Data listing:
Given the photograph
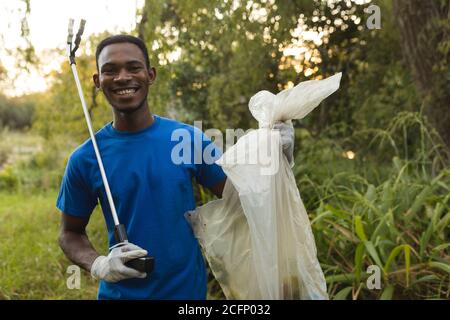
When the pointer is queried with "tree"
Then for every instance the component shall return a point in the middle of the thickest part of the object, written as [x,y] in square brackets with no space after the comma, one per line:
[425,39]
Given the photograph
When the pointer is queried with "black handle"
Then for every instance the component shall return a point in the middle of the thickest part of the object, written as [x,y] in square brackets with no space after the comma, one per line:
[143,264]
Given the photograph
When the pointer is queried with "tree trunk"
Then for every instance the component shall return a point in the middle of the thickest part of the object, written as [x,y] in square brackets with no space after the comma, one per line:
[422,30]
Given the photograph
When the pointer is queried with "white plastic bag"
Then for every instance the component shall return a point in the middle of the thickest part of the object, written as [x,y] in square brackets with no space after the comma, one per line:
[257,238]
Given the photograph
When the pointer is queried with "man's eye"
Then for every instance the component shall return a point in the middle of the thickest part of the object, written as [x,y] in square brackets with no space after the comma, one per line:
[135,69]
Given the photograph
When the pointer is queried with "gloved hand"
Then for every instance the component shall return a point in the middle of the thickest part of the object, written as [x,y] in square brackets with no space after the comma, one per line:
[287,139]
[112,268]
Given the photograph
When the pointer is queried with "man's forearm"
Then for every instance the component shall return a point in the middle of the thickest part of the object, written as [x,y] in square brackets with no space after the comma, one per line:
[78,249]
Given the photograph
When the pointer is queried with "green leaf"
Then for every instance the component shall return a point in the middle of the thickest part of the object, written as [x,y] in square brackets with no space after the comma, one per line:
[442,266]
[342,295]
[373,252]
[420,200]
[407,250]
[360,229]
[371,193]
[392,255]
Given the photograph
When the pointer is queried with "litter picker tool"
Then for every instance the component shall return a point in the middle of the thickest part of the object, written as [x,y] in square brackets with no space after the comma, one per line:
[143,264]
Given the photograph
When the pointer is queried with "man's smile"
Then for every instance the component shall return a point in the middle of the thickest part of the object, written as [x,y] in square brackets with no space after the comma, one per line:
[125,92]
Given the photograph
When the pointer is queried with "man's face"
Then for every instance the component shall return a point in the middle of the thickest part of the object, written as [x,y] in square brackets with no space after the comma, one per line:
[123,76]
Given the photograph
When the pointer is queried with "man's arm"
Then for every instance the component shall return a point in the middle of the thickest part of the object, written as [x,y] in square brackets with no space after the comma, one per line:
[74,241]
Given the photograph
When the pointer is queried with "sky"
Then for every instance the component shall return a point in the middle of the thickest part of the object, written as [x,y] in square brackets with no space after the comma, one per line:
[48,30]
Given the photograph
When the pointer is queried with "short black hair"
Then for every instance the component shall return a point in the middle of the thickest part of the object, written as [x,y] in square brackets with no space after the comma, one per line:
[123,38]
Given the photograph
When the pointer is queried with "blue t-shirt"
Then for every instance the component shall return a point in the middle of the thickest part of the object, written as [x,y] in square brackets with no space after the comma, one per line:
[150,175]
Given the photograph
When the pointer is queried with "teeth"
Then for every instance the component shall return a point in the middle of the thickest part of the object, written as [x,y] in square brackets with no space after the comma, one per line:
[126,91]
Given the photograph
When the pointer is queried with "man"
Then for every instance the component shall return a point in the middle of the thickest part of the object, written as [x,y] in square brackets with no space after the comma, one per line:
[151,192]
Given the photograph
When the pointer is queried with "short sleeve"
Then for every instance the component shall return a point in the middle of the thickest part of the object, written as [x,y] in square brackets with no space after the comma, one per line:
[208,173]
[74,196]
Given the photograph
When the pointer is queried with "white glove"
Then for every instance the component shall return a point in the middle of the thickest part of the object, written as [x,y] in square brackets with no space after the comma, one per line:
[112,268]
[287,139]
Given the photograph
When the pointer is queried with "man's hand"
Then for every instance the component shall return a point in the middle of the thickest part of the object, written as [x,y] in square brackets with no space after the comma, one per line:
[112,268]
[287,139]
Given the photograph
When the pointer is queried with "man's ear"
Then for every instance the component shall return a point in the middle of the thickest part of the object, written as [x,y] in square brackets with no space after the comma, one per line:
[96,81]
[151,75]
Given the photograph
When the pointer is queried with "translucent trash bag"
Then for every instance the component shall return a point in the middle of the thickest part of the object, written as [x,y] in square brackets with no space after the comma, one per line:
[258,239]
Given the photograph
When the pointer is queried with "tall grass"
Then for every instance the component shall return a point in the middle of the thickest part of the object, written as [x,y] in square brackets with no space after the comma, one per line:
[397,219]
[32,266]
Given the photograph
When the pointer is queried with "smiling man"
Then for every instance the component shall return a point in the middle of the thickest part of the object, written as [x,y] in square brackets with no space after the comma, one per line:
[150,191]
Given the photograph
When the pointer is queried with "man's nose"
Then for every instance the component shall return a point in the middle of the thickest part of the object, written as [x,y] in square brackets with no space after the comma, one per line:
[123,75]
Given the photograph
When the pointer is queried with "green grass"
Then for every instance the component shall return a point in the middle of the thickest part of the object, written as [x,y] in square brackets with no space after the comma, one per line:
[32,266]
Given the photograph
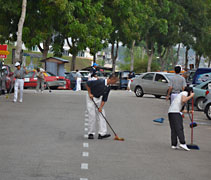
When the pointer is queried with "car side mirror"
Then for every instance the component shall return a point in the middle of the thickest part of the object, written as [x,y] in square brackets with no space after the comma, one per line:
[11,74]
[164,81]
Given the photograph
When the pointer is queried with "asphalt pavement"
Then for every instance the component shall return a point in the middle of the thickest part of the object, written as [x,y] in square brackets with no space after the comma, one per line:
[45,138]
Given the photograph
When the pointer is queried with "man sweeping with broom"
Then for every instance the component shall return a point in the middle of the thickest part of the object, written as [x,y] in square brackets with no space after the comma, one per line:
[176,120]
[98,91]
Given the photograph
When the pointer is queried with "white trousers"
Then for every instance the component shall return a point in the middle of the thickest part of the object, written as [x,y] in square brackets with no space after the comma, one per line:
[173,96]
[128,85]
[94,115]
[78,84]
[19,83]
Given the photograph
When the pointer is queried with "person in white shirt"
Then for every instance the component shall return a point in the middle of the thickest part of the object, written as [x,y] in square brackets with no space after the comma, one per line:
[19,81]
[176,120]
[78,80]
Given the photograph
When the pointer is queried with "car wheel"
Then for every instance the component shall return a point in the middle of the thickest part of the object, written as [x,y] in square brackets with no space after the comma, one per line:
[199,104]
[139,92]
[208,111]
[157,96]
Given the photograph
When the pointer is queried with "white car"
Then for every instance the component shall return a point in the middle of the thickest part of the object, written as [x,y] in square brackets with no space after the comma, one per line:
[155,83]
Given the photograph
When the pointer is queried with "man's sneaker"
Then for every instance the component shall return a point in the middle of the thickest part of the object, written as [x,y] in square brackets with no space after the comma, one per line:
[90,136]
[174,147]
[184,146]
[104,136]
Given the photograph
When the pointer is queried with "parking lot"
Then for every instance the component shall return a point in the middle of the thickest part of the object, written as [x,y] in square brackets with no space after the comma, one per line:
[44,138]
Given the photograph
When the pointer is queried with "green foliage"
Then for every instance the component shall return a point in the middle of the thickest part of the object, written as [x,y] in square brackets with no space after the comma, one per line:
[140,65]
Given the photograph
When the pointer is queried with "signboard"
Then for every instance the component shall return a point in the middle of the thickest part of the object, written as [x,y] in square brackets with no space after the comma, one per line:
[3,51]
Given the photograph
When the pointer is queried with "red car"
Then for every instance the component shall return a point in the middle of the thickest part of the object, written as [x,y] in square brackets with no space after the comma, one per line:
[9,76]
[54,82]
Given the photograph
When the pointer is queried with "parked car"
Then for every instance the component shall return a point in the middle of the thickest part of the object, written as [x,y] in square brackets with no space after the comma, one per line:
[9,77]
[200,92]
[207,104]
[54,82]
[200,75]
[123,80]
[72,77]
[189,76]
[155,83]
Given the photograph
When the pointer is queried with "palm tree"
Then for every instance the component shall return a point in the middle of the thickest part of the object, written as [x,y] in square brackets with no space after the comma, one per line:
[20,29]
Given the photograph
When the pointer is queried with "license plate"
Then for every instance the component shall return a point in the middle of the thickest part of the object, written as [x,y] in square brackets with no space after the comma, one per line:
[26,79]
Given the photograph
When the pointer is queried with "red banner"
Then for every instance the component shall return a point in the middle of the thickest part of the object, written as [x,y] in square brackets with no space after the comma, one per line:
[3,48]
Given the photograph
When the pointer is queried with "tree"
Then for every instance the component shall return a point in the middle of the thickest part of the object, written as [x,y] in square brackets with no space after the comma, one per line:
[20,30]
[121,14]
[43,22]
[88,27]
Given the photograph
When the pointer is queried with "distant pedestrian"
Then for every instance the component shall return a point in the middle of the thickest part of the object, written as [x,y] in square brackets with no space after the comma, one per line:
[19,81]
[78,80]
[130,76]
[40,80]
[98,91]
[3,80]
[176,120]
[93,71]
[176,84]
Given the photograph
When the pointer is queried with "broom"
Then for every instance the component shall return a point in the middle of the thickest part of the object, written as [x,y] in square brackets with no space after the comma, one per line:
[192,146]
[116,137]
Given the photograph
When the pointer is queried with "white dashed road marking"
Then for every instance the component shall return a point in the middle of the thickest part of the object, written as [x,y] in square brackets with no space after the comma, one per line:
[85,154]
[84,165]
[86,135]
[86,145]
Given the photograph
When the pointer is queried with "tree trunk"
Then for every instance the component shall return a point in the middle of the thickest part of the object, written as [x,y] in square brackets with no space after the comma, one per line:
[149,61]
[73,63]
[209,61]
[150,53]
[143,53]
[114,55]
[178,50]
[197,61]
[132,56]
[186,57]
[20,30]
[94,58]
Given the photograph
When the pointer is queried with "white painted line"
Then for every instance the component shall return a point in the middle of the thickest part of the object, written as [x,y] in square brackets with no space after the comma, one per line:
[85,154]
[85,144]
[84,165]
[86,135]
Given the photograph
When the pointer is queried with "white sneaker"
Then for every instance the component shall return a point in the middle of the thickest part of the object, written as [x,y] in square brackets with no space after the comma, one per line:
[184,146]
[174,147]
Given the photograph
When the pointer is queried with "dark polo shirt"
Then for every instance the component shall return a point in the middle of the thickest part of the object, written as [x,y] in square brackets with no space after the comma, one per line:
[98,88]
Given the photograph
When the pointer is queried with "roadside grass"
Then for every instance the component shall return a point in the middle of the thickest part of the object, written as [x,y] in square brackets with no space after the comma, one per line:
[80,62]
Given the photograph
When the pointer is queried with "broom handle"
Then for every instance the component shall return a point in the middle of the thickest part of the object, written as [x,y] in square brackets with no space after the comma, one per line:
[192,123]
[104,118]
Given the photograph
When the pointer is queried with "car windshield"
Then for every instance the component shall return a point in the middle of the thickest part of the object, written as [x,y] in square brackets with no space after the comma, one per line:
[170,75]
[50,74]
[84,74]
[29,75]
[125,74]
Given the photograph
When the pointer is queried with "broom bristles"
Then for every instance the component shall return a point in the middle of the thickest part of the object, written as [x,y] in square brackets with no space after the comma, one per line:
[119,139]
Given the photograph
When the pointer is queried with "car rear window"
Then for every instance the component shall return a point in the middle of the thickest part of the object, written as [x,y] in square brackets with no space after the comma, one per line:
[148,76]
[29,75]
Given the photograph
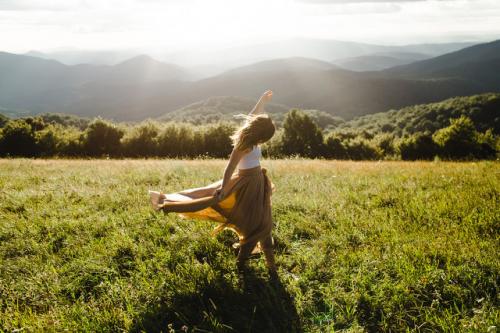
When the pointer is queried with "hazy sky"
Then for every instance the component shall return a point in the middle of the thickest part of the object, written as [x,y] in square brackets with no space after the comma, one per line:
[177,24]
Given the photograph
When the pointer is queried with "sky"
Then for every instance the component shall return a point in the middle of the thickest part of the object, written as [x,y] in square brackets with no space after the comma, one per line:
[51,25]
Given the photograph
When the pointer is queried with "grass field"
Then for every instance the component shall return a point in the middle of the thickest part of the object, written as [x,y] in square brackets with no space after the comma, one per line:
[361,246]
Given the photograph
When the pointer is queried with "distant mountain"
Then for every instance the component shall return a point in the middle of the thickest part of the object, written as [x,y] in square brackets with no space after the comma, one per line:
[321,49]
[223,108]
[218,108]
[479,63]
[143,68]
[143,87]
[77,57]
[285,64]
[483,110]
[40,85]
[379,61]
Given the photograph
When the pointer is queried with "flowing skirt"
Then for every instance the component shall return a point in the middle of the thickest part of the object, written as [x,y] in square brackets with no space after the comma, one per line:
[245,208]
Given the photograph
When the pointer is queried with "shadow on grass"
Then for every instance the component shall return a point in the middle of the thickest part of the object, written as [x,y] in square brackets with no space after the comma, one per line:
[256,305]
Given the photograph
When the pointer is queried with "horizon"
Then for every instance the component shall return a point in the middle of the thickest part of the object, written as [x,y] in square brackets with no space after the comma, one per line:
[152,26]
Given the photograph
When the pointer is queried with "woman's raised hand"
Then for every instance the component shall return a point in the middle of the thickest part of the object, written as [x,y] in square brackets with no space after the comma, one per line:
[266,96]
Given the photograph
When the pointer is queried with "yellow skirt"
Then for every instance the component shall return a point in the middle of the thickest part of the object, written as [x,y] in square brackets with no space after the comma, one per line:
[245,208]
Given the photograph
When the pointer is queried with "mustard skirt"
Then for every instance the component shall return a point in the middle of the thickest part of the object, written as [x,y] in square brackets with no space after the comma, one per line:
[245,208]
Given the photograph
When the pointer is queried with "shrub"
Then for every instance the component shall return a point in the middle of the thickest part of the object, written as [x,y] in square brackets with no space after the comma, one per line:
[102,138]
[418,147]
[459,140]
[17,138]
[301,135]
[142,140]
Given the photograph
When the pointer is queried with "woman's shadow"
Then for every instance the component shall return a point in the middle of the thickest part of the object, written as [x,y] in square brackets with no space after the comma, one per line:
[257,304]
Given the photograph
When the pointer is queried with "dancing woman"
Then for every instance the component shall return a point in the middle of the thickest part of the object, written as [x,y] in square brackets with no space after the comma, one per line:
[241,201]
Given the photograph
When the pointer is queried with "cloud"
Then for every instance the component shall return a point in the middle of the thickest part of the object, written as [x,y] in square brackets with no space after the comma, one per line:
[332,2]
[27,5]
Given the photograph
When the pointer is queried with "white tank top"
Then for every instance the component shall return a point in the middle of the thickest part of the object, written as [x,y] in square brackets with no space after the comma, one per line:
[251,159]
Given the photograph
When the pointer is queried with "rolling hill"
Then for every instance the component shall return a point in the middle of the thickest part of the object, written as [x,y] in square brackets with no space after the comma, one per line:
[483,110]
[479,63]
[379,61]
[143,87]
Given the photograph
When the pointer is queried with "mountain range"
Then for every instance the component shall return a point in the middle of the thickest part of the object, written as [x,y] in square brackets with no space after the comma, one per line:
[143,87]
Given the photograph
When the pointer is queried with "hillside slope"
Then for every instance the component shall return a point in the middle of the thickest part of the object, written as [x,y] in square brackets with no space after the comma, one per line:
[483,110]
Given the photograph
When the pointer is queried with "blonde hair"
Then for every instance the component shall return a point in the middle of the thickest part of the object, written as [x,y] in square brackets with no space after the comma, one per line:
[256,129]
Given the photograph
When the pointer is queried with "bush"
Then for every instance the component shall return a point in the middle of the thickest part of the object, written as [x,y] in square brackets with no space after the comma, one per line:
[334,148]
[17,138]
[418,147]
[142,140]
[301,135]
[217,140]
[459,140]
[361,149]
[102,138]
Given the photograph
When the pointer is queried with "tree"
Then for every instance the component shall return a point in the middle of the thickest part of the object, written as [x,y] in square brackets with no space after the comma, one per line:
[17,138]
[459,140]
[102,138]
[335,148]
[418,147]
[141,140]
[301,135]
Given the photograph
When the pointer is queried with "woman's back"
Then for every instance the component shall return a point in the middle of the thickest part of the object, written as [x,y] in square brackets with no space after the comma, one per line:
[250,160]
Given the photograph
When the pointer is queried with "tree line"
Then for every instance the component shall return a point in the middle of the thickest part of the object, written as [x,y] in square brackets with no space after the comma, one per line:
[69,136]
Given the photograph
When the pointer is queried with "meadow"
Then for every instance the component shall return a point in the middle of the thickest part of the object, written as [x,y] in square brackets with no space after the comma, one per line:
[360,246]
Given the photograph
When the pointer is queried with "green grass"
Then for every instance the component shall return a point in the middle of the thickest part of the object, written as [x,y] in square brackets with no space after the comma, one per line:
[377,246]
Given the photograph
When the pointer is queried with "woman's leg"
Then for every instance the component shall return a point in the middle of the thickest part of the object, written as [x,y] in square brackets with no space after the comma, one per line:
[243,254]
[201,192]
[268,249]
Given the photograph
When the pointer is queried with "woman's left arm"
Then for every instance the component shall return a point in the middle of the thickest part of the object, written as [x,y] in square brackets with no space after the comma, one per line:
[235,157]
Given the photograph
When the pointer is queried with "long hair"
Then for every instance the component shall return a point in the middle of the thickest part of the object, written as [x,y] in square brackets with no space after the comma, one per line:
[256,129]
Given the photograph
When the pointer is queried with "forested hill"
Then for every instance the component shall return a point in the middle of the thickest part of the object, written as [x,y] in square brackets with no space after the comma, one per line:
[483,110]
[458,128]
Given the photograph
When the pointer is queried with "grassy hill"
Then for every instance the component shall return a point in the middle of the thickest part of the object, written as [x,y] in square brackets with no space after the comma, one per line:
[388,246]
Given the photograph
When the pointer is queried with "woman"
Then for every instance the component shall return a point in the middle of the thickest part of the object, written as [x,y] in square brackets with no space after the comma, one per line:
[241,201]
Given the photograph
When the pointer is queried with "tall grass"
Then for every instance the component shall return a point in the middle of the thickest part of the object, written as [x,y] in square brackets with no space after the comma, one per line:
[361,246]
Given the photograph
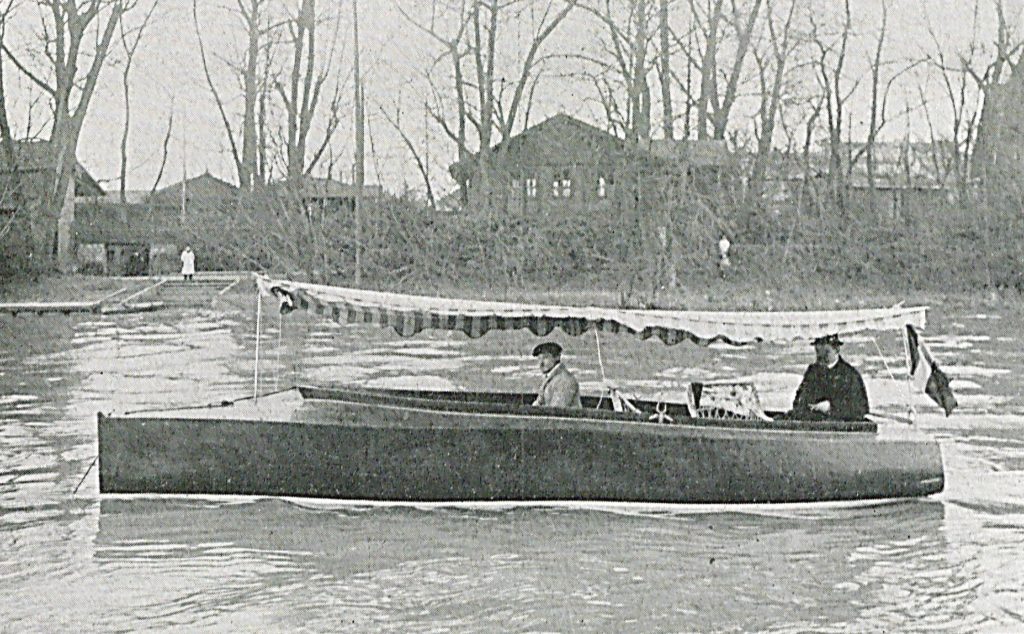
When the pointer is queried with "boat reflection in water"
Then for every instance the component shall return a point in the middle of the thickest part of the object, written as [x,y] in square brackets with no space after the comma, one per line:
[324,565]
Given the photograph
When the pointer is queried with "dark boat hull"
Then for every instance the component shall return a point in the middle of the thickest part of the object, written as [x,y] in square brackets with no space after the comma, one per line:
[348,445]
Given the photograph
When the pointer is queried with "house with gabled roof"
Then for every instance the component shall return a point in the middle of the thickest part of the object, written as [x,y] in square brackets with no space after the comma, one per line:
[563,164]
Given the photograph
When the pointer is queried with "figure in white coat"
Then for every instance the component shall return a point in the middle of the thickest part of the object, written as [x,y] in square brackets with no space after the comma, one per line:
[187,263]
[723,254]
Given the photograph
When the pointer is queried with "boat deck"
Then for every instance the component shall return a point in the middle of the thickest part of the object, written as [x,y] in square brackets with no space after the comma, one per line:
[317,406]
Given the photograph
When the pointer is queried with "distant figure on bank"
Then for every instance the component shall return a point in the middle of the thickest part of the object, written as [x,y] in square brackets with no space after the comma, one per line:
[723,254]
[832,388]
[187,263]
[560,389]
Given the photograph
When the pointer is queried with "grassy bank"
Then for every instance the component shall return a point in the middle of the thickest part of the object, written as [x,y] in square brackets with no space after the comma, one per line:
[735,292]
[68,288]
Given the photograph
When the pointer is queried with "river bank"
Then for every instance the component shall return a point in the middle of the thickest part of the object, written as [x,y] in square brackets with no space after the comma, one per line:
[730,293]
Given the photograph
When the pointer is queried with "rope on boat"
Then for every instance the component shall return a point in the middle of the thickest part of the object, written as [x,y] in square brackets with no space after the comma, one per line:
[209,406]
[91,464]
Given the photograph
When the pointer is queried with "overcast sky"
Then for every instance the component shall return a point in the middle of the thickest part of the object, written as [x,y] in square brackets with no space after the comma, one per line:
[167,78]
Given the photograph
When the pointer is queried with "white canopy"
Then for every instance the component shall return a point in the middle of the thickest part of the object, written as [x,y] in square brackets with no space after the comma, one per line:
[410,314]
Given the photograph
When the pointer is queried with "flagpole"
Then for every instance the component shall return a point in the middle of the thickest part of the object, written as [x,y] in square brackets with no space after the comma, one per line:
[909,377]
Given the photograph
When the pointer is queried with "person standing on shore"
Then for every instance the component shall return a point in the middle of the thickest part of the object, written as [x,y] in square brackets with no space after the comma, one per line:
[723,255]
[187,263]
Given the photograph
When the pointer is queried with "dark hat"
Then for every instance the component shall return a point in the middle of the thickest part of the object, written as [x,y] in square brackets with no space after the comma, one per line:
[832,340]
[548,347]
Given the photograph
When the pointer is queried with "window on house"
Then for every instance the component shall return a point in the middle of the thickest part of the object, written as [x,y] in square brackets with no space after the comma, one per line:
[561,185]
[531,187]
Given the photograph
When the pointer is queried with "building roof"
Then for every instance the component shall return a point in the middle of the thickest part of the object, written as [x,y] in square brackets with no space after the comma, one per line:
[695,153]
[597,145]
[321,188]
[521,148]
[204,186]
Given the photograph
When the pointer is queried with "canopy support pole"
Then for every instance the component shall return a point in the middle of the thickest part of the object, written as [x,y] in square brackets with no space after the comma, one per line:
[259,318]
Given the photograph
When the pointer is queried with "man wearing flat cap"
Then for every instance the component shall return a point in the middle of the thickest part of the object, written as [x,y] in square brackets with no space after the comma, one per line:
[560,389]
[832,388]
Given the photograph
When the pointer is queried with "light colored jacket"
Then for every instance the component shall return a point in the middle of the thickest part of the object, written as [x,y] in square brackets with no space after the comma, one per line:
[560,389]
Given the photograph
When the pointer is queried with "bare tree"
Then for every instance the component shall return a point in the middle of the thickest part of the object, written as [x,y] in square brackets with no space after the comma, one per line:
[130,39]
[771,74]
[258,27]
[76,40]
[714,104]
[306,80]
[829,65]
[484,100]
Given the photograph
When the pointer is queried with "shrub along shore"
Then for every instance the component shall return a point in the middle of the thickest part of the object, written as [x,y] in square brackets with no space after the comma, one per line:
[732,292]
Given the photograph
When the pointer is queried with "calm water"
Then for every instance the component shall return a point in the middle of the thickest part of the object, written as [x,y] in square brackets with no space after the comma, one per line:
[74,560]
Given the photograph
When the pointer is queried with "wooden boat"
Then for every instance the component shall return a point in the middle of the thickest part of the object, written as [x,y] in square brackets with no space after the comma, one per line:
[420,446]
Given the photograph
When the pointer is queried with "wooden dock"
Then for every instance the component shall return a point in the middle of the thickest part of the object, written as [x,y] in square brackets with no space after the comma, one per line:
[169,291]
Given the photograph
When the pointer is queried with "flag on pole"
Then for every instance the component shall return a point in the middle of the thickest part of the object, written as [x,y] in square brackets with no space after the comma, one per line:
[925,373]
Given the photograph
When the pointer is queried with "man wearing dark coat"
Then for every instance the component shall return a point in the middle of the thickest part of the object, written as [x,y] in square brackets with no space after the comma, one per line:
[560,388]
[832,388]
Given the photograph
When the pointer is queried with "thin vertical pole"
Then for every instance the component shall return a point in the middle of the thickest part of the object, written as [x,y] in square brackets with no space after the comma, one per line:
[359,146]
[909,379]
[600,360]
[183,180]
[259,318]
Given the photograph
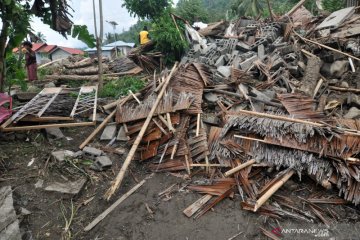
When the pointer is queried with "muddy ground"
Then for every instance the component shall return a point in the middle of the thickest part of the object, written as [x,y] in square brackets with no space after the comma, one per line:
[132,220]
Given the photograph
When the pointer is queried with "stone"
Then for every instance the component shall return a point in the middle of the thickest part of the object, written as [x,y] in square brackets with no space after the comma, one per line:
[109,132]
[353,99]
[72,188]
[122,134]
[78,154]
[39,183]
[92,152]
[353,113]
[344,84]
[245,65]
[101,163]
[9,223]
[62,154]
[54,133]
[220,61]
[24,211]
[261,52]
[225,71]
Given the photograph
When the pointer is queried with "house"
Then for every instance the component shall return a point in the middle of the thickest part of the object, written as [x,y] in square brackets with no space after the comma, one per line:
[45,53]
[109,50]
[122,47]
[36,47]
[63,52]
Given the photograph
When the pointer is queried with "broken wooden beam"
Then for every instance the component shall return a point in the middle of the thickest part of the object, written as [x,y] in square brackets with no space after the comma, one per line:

* YOUR GOAL
Select every line in the items above that contains the word "wooden", and copy each one out in full.

* ANSWER TO THIS EXERCISE
When the pointer is queried with "wooden boat"
When the pointer is queried with "wooden dock"
When the pointer is queried with "broken wooden beam"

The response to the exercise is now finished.